Goal: Condense the paragraph beginning "United won the treble that night in 1999" in the Barcelona–United preview below into a short bulleted list that keeps its key facts.

Passage provided:
--- begin ---

It is, as everyone knows by now, 20 years since Ole Gunnar Solskjær scored that goal in European football’s biggest stadium and on European football’s biggest night. And, if it has often felt inescapable over the last fortnight, inevitably it was there again when he finally returned two decades later, playing on the screens of the press room as he got up and made his way to the Camp Nou pitch for the first time since 1999, BarçaTV recalling the moment more than the man in the middle of it.
“I don’t know how I will feel when I get there – there will be many emotions and it is a fantastic memory for me of course,” Solskjær said before heading out. He was 26 then; he is 46 now. “That was the only time I have ever been on the pitch, actually. I came here to the clásico in 2016 with my young son; we bought two tickets and sat high up in the stands. And I came again 10 days ago [to watch Barcelona-Atlético], but that’s it and I don’t really look back that often. I’ll just focus on tomorrow, on a better performance.”
They will need it, Solskjær admitted. He admitted it repeatedly, in fact. The mystique may be there, and it can provide strength too, the United manager preferring to talk of belief rather than fate, but it can break on reality. Manchester United have won three of four games away from home, scoring in the last minute at Juventus and at Paris Saint-Germain, and the Barcelona manager Ernesto Valverde talked about United’s “spirit”, noting “they have something special in the final minutes – in fact they won a Champions League here that way”. But he preferred not to hear destiny calling, and so too did Solskjær.
“We all take examples from the past to motivate us for the future; you can think it can happen again but in the end I think the destiny has to be written by you, not because it happened again,” Valverde said. “You have to seek it, and we will to seek our destiny tomorrow. I suppose United will do that too.”
United won the treble that night in 1999. Barcelona, the league virtually secure, the Copa del Rey final awaiting them, aspire to a treble of their own. It would be their third and if they do not achieve that now, absurd though it sounds, their season is likely to be judged a disappointment. If they do not make it into the semi-final for the first time in four years, it will be considered a disaster. They lead 1-0 from the first leg and have not lost a European game at the Camp Nou for 30 matches, going back to 2013. Their record reads: 27 wins, three draws, 93 goals scored, 15 conceded.
And Lionel Messi is back, Valverde confirmed: “He was dazed after [the clash with Chris Smalling at] Old Trafford, but he’s fine now.” That said, Barcelona have not gone beyond this stage since 2015, falling here three years in a row, and Messi has not scored a quarter-final goal since April 2013, 12 games ago. “He’s closer to scoring tomorrow, then,” Barcelona’s manager shot back. “When you talk about stats a lot, that’s fine and all, but the past doesn’t tell you what will happen in the future.”
Here, though, the past seemed to play, ever present albeit as something to escape that neither coach wanted to be trapped by. If United will always have Paris, Solskjær was clear that it is not enough; it was tempting to see a team that has already come further than anyone expected – and may even have come too far. Tempting, too, to wonder if that suggested that rather than making progress inevitable, it made a fall more probable: play like they did in the Parc des Princes and the result won’t be the same.

--- end ---

Entries:
--- begin ---

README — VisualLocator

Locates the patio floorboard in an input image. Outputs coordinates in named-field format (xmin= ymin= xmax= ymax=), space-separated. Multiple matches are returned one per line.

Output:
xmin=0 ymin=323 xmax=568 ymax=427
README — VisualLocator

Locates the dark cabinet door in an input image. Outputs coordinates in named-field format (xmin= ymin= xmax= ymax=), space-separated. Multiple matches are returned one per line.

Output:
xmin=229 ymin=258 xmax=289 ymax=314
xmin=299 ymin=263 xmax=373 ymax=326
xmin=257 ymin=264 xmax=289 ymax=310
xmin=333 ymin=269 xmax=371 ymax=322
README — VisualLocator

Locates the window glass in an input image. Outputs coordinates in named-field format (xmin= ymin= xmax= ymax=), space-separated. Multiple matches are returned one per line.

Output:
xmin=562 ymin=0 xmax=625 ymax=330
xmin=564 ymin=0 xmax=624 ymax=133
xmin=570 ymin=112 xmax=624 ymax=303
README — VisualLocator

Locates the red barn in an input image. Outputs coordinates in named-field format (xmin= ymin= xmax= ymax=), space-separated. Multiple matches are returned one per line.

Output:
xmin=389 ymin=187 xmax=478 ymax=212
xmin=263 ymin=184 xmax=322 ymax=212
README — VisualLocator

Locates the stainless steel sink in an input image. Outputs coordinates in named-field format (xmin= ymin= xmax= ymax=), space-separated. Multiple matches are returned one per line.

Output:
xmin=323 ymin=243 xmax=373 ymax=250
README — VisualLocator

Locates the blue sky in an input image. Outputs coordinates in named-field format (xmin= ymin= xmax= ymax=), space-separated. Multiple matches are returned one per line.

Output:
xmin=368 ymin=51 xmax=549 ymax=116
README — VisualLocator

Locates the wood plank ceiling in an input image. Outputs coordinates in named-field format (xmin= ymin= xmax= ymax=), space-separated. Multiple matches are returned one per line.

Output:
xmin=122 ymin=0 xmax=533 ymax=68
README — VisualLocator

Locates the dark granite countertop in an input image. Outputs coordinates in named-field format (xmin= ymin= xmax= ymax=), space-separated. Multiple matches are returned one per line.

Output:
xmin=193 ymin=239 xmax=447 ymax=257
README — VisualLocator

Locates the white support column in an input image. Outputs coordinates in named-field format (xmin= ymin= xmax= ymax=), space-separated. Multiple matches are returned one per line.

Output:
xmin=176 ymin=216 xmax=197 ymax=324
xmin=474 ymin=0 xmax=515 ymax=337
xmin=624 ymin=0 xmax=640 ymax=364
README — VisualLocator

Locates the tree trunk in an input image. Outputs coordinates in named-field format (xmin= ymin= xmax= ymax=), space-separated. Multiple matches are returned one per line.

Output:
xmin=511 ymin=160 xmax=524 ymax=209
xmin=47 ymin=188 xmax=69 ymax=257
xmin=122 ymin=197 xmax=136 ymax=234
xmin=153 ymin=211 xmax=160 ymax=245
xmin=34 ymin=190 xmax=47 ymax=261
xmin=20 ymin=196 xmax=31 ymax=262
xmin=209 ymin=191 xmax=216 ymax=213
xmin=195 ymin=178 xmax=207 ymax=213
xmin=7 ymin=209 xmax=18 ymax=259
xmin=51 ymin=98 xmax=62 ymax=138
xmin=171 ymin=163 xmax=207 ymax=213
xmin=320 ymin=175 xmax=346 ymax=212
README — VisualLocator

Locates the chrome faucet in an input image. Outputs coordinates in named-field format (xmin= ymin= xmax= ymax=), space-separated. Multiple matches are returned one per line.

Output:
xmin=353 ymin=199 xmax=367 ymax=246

--- end ---

Answer for this exercise:
- United won the treble in 1999.
- Barcelona have the league virtually secured and a Copa del Rey final ahead. They are chasing what would be their third treble.
- Without the treble, their season would likely be judged a disappointment. Failing to reach the semi-final would be considered a disaster.
- They lead 1-0 from the first leg.
- They are unbeaten in 30 European games at the Camp Nou since 2013, with 27 wins, three draws, 93 goals scored and 15 conceded.